[Textauszug]
02.11.2006, 09:12 Uhr

«Webservices sind heute schon Alltag»

Zum ersten Mal findet die Europäische Fachkonferenz für Webservices (Eco WS) in Zürich statt. Computerworld sprach mit dem Organisator, Professor Abraham Bernstein von der Universität Zürich.
Professor Abraham Bernstein von der Universität Zürich organisiert die Europäische Fachkonferenz für Webservices.
Computerworld:Herr Bernstein, an wen wendet sich die Konferenz?
Bernstein:Sie wendet sich traditionell an Praktiker und Forscher. Letztes Jahr trafen sich die rund 110 Teilnehmer - je die Hälfte aus der Wirtschaft und Forschung - im schwedischen Växjö. Um dieses Beisammen von Wirtschaft und Forschung zu fördern, haben wir auch diesmal in Zürich ein attraktives Programm aus wirtschafts- sowie forschungsorientierten Vorträge zusammengestellt. Ergänzt werden die gemeinsamen Veranstaltungen, wie das CIO-Panel und die Tutorien zu aktuellen Themen.
Computerworld: Welche Themen der Konferenz stossen auf das grösste Interesse der Teilnehmer?
Bernstein: Bei den Tutorien und Workshops zeigt sich bisher ein etwa gleich grosses Interesse für alle Themen: semantische Webservices, SOA mit Webservices, neue Forschungsrichtungen in Webservices. Verwendet man die eingereichten Referate als Messlatte für die Popularität der Themen, so zeichnet sich ein klareres Bild ab. Mehrere Beiträge befassen sich mit den praktischen Hindernissen und Vorteilen von Webservices und serviceorientierten Architekturen. Sie versuchen Fragen zu beleuchten wie: Welches sind die praktischen Benefits von SOA und Webservices? Woraus sollte man bei einer Webservice-Implementation achten? Wie kann man Legacy-Systeme mit Webservices einbinden?

[Erfasste Daten]
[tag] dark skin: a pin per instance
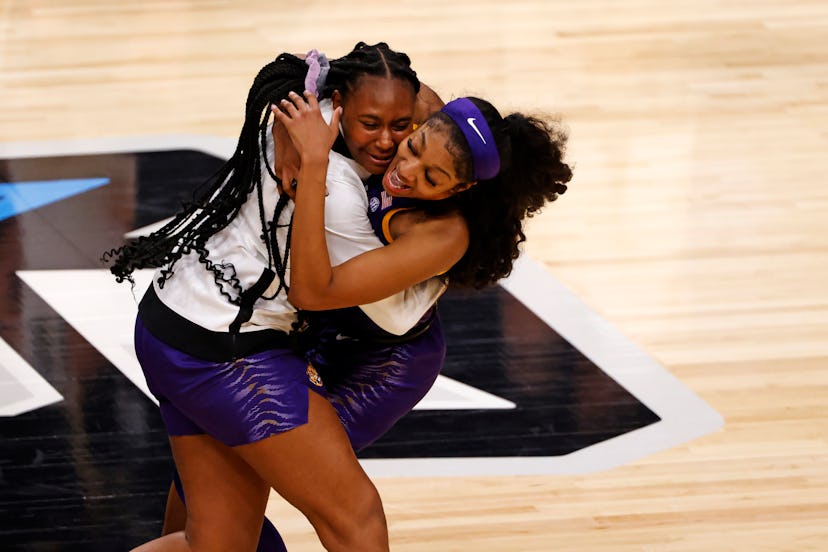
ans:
(377, 117)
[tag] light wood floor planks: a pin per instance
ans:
(697, 222)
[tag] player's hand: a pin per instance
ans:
(310, 134)
(286, 160)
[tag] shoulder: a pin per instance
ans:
(450, 226)
(341, 168)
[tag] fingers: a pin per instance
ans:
(334, 126)
(294, 105)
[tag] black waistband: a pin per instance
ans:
(194, 340)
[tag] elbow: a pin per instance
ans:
(299, 299)
(305, 300)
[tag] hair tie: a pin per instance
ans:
(472, 123)
(318, 67)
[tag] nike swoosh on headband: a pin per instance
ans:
(470, 120)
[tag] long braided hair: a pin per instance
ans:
(217, 202)
(532, 173)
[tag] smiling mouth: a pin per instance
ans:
(384, 161)
(393, 183)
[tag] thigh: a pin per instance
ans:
(314, 468)
(226, 498)
(373, 389)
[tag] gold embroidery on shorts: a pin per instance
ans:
(313, 375)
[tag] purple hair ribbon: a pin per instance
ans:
(318, 68)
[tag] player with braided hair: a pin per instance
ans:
(245, 413)
(476, 177)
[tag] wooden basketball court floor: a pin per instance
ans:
(654, 375)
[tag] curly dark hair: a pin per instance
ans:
(532, 173)
(217, 202)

[Aufgaben]
1. Gib den Abschnitt des Interviews beginnend bei „Computerworld:Herr Bernstein, an“ und endend bei „Interesse der Teilnehmer?“ wieder und tausche dabei „Teilnehmer“ gegen „Besucher“ aus.
2. Zähle die Zeilen, in denen das Wort „player“ vorkommt, und nenne nur diese Zahl. Groß- und Kleinschreibung wird beachtet.
Das Interview und die Zeilen hängen nicht miteinander zusammen.

[Lösungen]
1.
Computerworld:Herr Bernstein, an wen wendet sich die Konferenz?
Bernstein:Sie wendet sich traditionell an Praktiker und Forscher. Letztes Jahr trafen sich die rund 110 Besucher - je die Hälfte aus der Wirtschaft und Forschung - im schwedischen Växjö. Um dieses Beisammen von Wirtschaft und Forschung zu fördern, haben wir auch diesmal in Zürich ein attraktives Programm aus wirtschafts- sowie forschungsorientierten Vorträge zusammengestellt. Ergänzt werden die gemeinsamen Veranstaltungen, wie das CIO-Panel und die Tutorien zu aktuellen Themen.
Computerworld: Welche Themen der Konferenz stossen auf das grösste Interesse der Besucher?

2. 2